> _REQUIREMENT_
Every line from the one containing "Reviewer note: check that every instance of the chrome" through the end of the data is to be copied exactly, and nothing outside that range.

(Dataset excerpts)
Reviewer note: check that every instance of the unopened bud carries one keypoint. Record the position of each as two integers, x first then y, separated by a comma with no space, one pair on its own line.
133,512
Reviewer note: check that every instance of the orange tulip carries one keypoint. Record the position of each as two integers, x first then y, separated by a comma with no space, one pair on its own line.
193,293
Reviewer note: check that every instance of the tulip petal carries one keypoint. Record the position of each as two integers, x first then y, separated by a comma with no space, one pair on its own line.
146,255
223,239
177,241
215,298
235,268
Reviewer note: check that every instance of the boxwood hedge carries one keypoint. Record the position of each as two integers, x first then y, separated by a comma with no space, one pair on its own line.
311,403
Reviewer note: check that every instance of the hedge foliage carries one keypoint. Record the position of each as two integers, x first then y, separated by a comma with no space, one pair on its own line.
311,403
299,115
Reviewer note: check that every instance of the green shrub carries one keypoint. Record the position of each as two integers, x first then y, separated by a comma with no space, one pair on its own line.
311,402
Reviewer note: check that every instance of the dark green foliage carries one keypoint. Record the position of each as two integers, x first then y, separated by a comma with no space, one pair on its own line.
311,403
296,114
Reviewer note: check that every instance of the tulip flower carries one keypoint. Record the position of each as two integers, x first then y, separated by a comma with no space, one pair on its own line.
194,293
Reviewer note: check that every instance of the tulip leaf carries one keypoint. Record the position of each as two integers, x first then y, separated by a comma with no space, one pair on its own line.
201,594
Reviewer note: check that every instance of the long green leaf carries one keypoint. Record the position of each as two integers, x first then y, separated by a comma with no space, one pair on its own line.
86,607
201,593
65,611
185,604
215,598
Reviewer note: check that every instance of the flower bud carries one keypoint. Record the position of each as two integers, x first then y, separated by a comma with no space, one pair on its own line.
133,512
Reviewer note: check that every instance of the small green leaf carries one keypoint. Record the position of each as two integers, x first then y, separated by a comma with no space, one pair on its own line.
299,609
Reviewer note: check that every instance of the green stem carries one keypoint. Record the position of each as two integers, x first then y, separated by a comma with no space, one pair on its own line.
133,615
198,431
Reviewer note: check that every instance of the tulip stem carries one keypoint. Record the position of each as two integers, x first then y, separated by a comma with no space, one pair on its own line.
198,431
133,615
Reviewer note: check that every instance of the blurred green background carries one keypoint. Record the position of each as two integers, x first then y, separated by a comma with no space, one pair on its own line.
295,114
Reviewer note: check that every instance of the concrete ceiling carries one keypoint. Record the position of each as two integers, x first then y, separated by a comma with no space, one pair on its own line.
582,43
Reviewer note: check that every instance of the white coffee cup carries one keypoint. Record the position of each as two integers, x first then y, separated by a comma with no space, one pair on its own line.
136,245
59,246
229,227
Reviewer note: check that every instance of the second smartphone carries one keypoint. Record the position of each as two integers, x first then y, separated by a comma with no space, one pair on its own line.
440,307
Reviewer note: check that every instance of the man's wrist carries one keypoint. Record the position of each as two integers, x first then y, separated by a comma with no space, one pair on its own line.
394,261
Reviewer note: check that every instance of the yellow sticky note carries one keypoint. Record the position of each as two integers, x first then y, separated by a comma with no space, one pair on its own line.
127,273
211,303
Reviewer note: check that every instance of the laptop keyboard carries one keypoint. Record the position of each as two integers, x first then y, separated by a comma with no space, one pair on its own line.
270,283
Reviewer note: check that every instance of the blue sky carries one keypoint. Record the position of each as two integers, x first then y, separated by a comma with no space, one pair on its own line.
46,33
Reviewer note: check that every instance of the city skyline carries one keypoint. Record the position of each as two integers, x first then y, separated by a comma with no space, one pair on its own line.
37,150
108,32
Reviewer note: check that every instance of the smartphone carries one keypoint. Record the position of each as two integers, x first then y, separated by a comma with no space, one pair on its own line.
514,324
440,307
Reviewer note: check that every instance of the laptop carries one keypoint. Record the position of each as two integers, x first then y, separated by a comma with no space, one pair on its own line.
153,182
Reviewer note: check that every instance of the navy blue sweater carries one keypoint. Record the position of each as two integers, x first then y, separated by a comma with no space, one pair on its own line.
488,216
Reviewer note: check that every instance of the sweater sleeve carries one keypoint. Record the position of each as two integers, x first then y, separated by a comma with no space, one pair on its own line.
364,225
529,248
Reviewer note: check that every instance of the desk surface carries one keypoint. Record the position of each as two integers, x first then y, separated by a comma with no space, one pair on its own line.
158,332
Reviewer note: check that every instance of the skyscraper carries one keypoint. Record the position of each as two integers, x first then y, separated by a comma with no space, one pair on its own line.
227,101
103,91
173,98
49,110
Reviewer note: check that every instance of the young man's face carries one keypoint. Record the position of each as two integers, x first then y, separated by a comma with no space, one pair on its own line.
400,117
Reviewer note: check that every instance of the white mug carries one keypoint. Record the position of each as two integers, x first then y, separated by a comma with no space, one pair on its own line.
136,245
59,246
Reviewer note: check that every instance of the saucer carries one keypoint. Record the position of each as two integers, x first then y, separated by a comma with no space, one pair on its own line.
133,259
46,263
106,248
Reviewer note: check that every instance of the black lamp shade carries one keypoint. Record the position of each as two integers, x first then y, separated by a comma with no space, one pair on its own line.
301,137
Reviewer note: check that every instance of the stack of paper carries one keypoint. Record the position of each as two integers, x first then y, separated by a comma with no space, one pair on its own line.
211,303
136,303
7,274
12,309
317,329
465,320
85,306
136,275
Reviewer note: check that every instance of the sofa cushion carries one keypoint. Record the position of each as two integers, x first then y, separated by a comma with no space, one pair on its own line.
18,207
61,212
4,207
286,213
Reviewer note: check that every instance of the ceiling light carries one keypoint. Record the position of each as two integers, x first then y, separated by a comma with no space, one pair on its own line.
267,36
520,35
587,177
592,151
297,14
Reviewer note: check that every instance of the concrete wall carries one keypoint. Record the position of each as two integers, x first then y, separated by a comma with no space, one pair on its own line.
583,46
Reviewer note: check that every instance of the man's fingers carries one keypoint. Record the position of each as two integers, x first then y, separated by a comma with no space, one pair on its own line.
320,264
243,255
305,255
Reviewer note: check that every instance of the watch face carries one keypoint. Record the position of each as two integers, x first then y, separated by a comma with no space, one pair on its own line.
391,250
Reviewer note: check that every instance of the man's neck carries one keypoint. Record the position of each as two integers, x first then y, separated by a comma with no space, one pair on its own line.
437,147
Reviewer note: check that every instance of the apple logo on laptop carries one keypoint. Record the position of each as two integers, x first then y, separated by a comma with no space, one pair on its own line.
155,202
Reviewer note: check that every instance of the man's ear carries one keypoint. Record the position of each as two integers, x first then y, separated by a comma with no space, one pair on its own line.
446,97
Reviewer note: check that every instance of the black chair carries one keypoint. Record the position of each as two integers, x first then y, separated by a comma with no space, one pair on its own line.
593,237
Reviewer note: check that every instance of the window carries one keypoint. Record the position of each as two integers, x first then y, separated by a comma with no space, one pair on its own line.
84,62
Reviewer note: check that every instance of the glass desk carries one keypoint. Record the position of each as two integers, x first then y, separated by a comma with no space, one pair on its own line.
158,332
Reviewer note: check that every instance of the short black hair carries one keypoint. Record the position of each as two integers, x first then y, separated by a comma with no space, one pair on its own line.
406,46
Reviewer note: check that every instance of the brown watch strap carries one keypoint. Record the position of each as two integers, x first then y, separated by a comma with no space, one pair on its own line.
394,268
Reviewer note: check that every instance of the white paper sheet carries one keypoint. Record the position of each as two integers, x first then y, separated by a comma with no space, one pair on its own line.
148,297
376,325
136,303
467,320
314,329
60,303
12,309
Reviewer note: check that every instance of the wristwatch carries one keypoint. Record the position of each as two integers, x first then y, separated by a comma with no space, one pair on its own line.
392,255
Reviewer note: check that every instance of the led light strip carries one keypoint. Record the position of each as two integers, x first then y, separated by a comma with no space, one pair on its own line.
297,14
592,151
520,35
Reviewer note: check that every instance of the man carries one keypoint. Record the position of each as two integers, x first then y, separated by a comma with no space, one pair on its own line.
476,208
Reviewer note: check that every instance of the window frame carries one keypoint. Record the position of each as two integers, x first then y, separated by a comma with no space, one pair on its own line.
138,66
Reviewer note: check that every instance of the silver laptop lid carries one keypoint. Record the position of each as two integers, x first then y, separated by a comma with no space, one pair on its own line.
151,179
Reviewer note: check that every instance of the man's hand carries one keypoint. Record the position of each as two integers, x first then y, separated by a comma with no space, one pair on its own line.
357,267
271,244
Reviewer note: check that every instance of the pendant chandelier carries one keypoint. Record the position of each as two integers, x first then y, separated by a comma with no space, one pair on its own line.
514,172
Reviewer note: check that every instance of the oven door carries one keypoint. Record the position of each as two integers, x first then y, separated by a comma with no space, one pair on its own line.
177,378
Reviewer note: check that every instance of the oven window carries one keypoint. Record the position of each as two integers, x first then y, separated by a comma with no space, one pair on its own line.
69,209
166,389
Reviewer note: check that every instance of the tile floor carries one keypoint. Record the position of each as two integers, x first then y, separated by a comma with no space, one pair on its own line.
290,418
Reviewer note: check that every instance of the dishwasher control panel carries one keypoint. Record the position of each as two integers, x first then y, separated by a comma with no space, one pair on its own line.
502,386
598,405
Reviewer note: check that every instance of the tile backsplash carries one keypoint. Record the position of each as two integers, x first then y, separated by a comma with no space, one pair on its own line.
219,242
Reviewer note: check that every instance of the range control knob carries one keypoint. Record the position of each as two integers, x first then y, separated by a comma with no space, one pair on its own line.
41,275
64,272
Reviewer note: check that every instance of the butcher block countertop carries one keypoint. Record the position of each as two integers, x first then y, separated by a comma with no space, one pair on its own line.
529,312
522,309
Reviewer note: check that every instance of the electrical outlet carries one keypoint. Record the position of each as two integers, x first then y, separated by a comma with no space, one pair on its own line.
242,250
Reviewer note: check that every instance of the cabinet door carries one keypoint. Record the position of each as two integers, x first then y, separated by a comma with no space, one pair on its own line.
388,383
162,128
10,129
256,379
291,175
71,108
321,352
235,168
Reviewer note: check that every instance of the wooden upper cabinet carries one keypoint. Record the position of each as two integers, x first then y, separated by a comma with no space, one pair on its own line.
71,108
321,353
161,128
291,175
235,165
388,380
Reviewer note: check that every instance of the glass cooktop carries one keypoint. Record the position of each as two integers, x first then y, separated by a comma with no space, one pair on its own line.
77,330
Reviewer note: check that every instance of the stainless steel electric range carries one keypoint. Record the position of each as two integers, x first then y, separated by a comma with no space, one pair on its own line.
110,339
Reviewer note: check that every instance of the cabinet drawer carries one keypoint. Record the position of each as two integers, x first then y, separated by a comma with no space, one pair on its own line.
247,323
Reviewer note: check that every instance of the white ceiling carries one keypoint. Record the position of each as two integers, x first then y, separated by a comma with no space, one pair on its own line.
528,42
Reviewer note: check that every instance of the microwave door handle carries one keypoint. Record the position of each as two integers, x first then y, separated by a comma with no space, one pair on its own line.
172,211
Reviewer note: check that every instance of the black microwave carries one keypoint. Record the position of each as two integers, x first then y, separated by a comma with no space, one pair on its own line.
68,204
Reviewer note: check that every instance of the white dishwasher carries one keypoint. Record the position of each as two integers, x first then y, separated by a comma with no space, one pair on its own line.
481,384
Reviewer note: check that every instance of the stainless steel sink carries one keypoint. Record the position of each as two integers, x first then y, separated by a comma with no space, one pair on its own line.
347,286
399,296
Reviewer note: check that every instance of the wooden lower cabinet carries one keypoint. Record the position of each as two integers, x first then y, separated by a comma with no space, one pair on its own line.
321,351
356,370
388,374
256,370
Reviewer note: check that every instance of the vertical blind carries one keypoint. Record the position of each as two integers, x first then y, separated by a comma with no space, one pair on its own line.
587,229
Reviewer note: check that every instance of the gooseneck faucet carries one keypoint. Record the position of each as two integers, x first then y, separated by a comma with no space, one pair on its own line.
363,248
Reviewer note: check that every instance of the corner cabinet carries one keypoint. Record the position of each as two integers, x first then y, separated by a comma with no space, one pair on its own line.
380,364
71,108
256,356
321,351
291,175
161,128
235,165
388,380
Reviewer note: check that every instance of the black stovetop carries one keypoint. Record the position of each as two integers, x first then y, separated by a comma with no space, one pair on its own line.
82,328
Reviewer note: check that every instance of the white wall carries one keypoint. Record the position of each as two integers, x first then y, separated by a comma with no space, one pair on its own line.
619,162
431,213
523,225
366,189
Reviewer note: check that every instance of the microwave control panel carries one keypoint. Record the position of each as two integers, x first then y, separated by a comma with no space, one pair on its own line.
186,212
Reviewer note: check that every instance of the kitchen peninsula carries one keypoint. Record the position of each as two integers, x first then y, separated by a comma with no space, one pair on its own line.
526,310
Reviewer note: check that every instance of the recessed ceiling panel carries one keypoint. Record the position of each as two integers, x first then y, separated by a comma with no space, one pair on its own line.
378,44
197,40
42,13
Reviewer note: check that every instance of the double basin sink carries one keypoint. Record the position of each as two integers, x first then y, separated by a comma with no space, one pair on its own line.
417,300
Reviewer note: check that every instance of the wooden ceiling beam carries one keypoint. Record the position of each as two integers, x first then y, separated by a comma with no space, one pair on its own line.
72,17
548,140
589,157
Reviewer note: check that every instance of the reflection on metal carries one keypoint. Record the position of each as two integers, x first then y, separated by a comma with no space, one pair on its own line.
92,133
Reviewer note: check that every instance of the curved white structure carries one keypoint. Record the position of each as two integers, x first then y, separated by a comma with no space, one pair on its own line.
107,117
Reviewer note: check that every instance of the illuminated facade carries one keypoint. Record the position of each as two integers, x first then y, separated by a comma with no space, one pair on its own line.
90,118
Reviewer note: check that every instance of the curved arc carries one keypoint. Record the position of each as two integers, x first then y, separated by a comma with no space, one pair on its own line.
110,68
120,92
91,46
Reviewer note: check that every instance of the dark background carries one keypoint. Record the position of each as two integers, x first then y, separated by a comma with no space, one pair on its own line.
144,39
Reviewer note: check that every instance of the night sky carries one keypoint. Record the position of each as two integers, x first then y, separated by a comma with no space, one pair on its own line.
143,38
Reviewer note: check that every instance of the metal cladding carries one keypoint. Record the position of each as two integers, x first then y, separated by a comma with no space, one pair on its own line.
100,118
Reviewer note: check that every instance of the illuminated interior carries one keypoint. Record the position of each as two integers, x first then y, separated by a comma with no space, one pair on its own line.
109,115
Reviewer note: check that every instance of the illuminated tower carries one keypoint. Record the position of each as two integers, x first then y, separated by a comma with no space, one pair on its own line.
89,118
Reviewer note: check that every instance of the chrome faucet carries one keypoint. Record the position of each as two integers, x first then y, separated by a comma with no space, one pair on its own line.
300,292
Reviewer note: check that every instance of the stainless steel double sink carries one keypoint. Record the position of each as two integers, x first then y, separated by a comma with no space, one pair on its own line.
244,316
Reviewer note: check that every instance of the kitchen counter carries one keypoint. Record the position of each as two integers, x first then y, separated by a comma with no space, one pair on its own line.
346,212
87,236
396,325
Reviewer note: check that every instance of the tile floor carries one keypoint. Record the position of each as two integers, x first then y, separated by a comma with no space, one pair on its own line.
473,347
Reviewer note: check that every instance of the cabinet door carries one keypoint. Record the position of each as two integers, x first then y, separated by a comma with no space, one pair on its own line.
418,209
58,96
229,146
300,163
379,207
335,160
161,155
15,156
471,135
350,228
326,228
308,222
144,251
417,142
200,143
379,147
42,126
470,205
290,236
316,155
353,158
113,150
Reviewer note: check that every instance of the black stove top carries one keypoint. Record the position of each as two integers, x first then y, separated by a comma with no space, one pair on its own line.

> _SOLUTION TO THIS TASK_
Reviewer note: check that every instance of the chrome faucet carries one keypoint. Record the position of each as two integers, x first then y, separated by a comma with no space, one pair on its own line.
300,292
Reviewer note: check that every instance of the stainless steel double sink carries one keypoint. Record the position of each as two integers, x first then y, separated by a comma with no space, one pair on its own line.
244,316
Reviewer note: check that every instance of the kitchen counter carries one keypoint. Record the position of each as two integers, x first then y, separated by a comma with no space, one pair on its own line.
346,212
87,236
396,325
Reviewer note: check that every instance of the tile floor carries one keypoint. Record the position of each as two integers, x first then y, separated by a comma with no space, one pair on its own line.
473,347
Reviewer note: check that every instance of the cabinet door carries one keypoint. Record the position of each as two integers, x first then y, separated by a comma with no space, one pair on its own line.
418,209
58,96
229,146
300,163
379,207
335,160
161,155
15,156
471,135
350,228
326,228
308,222
144,251
417,142
200,143
379,147
42,126
470,205
290,236
316,155
353,158
113,150
Reviewer note: check that every instance of the black stove top carries one keypoint. Record the position of each as two integers, x first then y, separated by a comma with no space, one pair on its own line.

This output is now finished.